EXCERPTED RECORDS
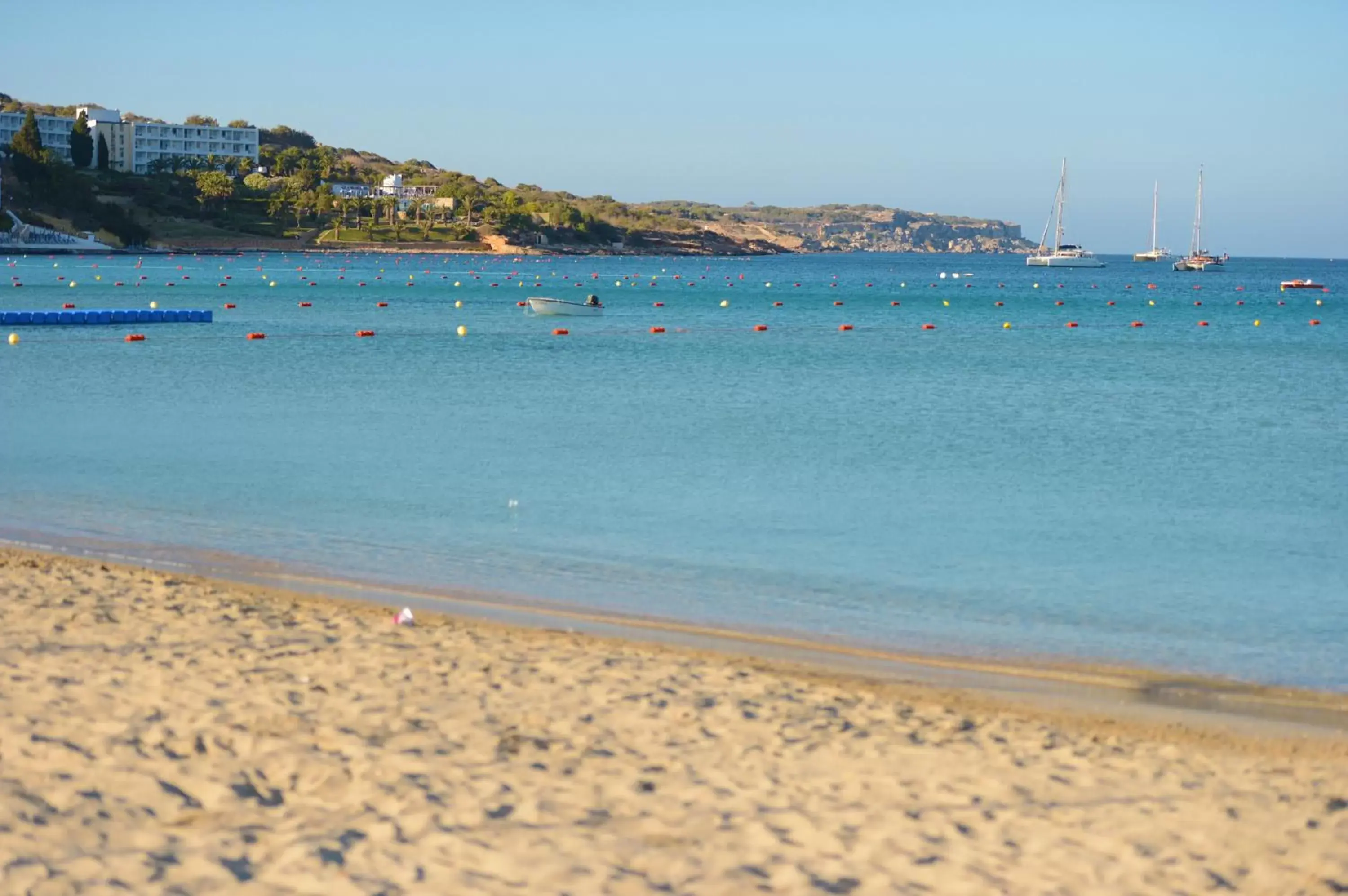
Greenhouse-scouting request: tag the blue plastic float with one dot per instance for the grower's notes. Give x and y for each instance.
(119, 316)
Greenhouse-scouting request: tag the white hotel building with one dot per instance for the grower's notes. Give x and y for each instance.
(56, 133)
(134, 145)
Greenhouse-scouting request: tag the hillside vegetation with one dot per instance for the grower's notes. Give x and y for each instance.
(222, 201)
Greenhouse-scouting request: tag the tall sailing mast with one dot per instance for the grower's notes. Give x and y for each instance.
(1156, 188)
(1196, 242)
(1063, 195)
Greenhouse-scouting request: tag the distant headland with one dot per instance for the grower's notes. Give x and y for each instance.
(134, 181)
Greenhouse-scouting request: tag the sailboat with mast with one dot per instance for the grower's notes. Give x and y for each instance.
(1063, 255)
(1153, 254)
(1199, 259)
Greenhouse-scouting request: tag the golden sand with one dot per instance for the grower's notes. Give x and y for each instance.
(166, 733)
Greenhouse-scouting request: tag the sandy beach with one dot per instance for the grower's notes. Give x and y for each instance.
(166, 733)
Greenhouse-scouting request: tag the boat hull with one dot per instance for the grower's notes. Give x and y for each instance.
(1199, 267)
(1055, 262)
(560, 308)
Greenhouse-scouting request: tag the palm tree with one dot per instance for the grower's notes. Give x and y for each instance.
(472, 195)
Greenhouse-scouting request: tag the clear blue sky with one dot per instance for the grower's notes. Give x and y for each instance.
(962, 108)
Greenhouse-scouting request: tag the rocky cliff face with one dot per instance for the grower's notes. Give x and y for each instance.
(900, 231)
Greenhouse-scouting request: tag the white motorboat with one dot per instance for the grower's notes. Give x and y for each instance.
(1200, 259)
(590, 308)
(1061, 255)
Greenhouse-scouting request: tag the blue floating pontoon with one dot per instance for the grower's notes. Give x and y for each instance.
(119, 316)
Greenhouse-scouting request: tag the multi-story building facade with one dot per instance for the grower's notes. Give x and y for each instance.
(56, 131)
(133, 146)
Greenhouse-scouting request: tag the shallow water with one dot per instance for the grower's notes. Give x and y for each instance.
(1166, 495)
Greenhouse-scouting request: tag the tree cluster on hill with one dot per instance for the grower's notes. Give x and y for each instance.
(294, 186)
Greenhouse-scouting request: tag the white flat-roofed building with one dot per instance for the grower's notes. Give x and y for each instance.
(54, 131)
(350, 191)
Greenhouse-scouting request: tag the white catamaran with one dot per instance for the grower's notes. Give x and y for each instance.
(1153, 254)
(1063, 255)
(1199, 259)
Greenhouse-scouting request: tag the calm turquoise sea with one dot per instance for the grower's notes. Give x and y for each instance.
(1166, 495)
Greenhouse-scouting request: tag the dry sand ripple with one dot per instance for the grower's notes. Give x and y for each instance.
(166, 733)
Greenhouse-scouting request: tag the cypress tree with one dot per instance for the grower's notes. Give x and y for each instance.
(81, 143)
(26, 149)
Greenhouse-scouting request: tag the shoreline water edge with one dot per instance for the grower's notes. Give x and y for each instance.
(164, 731)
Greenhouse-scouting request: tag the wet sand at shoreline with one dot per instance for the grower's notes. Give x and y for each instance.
(168, 733)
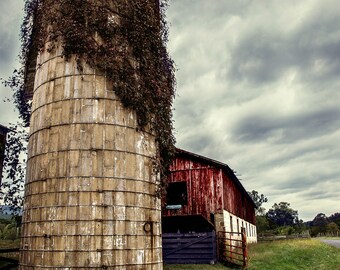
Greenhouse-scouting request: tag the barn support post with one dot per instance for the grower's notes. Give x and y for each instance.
(91, 191)
(219, 227)
(244, 248)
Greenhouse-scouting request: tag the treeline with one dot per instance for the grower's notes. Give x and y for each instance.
(281, 219)
(322, 225)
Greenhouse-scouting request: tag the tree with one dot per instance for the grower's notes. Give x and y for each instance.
(282, 215)
(258, 200)
(262, 224)
(332, 228)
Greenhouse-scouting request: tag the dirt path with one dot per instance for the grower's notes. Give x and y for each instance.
(335, 243)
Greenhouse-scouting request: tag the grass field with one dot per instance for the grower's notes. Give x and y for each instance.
(280, 255)
(308, 254)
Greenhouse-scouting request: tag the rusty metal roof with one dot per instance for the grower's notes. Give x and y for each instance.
(215, 163)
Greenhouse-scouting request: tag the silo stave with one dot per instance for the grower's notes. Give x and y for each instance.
(91, 192)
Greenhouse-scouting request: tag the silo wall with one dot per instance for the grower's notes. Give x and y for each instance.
(91, 191)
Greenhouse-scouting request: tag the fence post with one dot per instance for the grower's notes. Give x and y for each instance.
(244, 249)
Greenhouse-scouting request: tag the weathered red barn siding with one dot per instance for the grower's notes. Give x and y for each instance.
(211, 187)
(235, 200)
(204, 187)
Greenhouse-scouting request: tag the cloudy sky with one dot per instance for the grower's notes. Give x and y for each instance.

TASK DIRECTIONS
Can you lay out the lines as a numbered list, beginning at the line that contains "Greenhouse-scouting request: tag the silo wall" and stopping after the last line of the records, with blank lines left out?

TASK ANSWER
1. Greenhouse-scouting request: tag the silo wall with one dot per instance for the grower's notes. Give x and y for each instance.
2. (91, 191)
3. Greenhouse-scouting request: tag the fence post with one dot per instance for the grower's notes. Give x and y for each instance.
4. (244, 249)
5. Greenhouse-scouting request: tag the weathered red barn siding with one dot per instance for the grower's notes. Give x and y for each instance.
6. (211, 187)
7. (235, 200)
8. (204, 187)
9. Greenhouse-scouting request: tag the cloudy sky with one dot per instance for the grower's notes. Give x and y for each instance.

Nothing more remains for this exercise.